Stated exercise: How many lines of the data below contain the string "mountain"? Reply with the number alone.

[Object outline annotations]
[Begin]

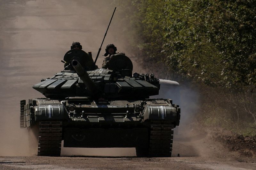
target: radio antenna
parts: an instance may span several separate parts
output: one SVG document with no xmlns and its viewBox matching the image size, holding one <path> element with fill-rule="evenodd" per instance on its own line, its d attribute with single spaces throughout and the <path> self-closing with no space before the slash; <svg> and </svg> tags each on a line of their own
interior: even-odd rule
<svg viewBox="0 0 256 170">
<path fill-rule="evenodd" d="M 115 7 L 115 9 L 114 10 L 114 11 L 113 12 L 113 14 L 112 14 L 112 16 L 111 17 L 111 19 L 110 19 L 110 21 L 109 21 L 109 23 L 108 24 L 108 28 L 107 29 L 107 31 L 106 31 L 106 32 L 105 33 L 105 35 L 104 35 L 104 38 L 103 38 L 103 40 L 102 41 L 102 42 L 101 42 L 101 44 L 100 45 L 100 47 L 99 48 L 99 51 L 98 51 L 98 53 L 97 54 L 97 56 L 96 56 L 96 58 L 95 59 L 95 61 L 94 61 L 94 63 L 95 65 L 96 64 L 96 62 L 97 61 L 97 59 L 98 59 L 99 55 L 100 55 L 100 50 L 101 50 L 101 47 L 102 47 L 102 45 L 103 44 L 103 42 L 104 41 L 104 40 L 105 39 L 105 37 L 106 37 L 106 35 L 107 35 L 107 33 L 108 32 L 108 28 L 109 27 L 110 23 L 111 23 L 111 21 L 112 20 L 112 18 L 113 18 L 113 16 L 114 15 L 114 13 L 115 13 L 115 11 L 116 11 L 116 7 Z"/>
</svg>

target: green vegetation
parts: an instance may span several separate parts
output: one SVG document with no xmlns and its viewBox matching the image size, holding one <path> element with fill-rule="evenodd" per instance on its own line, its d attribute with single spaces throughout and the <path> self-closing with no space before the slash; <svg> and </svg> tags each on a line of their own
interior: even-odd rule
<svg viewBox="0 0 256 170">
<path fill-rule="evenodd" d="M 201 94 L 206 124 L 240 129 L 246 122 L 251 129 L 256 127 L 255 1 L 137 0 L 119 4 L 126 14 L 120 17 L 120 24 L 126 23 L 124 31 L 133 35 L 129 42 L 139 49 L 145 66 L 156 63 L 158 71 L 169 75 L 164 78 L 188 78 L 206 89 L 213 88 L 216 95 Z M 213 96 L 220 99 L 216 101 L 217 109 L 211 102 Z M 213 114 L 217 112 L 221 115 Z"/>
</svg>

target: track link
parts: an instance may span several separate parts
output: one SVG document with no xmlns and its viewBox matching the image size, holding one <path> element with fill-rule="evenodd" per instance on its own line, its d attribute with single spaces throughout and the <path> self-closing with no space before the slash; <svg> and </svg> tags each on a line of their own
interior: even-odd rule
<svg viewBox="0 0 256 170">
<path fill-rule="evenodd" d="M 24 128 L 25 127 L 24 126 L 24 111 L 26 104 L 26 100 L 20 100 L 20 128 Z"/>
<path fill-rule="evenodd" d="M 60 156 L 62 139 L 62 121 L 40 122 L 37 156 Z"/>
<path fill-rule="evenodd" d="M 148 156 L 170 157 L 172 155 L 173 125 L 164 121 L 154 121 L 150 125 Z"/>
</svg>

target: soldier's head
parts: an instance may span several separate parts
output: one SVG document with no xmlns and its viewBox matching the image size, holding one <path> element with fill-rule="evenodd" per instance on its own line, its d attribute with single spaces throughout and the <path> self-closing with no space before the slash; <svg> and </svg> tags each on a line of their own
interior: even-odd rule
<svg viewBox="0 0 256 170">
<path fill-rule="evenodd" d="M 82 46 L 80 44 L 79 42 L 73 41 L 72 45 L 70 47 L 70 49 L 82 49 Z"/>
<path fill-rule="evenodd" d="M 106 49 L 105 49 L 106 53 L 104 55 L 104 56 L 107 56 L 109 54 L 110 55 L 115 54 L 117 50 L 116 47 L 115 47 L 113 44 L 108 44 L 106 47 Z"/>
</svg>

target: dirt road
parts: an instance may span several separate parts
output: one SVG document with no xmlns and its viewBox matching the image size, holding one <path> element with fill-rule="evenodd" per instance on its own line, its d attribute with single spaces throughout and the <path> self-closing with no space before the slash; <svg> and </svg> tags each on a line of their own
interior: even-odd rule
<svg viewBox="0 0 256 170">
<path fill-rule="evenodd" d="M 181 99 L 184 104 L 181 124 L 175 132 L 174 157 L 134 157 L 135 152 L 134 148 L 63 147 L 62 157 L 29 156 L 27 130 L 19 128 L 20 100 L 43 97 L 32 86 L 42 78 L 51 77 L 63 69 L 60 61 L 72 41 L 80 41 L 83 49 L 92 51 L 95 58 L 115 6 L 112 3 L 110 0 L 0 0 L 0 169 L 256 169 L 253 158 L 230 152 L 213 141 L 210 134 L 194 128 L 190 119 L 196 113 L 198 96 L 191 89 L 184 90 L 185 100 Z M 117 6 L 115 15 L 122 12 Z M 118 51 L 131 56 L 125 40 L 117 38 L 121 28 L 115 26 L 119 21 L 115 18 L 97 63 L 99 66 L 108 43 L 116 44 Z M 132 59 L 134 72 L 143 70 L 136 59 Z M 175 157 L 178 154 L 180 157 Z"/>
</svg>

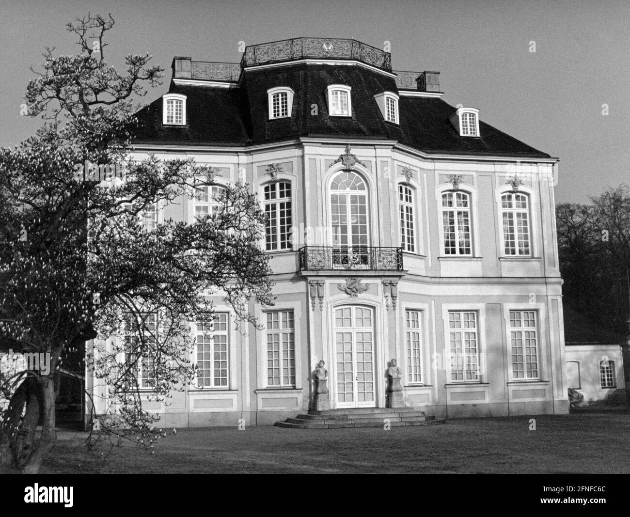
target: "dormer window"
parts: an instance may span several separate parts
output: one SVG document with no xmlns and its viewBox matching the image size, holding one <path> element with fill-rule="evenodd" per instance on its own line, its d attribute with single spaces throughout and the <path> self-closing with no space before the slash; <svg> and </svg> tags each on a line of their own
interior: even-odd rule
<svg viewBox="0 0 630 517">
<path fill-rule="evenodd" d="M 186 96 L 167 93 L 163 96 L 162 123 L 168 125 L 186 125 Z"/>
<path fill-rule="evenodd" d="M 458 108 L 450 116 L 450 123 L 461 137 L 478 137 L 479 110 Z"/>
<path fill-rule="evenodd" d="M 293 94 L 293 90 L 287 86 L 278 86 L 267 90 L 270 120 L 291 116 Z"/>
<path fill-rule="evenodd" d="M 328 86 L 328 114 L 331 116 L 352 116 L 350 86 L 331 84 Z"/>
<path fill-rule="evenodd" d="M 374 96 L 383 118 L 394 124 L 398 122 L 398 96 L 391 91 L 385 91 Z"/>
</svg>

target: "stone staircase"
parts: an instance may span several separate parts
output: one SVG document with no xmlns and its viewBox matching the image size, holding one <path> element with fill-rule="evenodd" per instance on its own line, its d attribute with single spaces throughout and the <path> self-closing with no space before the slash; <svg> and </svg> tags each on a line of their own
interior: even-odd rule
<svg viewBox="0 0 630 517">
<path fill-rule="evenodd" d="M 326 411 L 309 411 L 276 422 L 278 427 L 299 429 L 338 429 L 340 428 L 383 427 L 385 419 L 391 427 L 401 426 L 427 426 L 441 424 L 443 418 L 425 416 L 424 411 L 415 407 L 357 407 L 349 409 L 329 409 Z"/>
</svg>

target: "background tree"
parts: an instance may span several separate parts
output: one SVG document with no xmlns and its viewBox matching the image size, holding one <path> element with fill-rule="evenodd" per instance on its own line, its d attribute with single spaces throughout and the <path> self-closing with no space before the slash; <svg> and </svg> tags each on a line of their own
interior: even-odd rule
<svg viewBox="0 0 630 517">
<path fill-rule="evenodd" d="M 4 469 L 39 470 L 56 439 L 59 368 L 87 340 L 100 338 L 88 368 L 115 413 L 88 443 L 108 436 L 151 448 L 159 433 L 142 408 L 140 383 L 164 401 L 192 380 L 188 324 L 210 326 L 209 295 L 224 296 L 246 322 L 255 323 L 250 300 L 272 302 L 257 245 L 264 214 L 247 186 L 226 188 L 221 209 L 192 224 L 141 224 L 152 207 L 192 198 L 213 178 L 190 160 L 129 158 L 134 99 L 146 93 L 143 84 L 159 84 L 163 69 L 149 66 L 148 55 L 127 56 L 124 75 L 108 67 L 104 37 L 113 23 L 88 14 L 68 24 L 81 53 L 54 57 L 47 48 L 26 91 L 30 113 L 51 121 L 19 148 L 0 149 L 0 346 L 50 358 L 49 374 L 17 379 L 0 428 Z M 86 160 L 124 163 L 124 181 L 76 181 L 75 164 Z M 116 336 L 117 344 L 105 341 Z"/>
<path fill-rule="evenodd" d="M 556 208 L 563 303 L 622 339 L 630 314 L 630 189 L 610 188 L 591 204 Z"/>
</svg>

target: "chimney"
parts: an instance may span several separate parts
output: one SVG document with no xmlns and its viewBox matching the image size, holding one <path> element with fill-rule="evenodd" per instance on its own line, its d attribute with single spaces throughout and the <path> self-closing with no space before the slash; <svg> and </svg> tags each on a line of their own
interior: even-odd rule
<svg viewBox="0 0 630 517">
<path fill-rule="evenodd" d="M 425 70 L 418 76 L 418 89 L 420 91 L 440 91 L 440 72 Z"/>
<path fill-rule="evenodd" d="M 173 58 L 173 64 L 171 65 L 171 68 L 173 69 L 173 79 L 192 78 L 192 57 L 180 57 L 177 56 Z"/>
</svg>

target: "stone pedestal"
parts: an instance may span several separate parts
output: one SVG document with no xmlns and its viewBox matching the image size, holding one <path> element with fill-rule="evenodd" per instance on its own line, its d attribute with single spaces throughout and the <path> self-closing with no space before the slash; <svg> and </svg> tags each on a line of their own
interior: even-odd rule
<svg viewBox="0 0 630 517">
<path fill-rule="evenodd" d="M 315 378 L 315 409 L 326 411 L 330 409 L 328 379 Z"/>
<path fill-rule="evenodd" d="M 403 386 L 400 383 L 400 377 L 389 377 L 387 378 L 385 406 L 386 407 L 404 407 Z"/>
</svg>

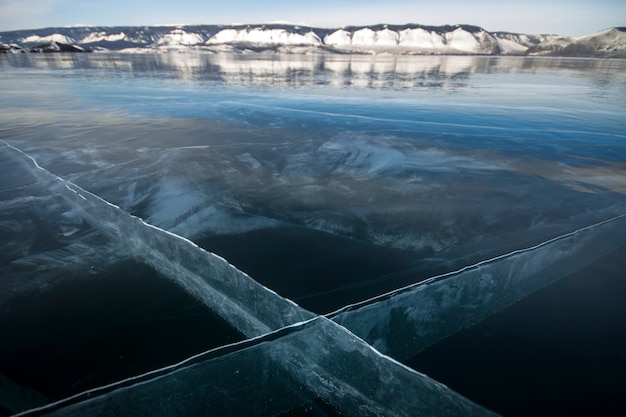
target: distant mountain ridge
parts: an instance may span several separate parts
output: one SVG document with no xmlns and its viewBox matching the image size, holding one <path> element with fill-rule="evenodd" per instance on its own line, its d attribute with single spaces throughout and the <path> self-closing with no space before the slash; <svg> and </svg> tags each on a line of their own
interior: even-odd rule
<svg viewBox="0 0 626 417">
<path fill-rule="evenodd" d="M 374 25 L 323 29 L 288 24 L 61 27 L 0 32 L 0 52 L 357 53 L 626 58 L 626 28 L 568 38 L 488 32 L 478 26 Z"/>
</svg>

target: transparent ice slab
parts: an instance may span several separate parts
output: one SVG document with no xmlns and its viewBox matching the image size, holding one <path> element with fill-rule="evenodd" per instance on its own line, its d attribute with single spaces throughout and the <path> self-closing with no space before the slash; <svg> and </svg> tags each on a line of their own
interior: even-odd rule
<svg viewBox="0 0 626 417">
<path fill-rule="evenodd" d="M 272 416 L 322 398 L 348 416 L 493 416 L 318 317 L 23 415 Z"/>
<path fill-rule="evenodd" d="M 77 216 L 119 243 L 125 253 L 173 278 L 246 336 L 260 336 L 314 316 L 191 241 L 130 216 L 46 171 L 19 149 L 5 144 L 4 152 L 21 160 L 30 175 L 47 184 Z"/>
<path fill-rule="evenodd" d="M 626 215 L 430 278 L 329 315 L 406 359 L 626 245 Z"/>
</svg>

[End]
[Begin]

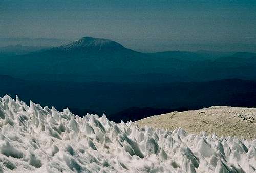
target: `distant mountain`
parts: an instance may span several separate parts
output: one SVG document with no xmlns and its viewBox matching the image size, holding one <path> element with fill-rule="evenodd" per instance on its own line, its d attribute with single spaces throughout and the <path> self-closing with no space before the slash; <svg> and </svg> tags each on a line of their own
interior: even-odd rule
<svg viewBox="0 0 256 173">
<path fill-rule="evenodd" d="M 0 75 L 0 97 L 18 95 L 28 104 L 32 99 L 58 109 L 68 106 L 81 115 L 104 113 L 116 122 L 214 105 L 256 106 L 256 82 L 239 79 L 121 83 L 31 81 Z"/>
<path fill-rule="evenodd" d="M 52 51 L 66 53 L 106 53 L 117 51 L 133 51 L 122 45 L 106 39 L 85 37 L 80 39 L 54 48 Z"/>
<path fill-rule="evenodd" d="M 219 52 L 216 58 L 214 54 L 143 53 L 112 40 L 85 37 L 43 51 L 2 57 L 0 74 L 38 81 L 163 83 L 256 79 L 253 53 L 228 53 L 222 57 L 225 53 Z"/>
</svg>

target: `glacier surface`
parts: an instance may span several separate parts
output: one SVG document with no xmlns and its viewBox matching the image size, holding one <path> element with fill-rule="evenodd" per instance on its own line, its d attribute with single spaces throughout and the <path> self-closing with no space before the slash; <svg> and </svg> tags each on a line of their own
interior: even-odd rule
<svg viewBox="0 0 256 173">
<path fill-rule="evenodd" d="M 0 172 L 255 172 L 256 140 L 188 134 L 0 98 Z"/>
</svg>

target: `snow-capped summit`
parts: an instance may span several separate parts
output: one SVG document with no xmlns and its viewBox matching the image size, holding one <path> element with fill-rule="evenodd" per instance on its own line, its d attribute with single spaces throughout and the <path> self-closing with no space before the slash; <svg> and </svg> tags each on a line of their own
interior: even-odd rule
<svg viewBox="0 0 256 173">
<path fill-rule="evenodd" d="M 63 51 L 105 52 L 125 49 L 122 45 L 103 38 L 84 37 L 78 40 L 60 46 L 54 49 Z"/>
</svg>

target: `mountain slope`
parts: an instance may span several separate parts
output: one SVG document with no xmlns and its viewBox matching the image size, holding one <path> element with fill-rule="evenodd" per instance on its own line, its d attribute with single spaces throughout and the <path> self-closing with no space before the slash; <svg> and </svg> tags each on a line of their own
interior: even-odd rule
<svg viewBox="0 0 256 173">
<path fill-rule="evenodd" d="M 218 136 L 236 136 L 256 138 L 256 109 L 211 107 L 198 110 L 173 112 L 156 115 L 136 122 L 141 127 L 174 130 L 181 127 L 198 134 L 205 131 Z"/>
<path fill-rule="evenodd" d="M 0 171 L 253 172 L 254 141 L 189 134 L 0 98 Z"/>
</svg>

[End]

Correct answer: 3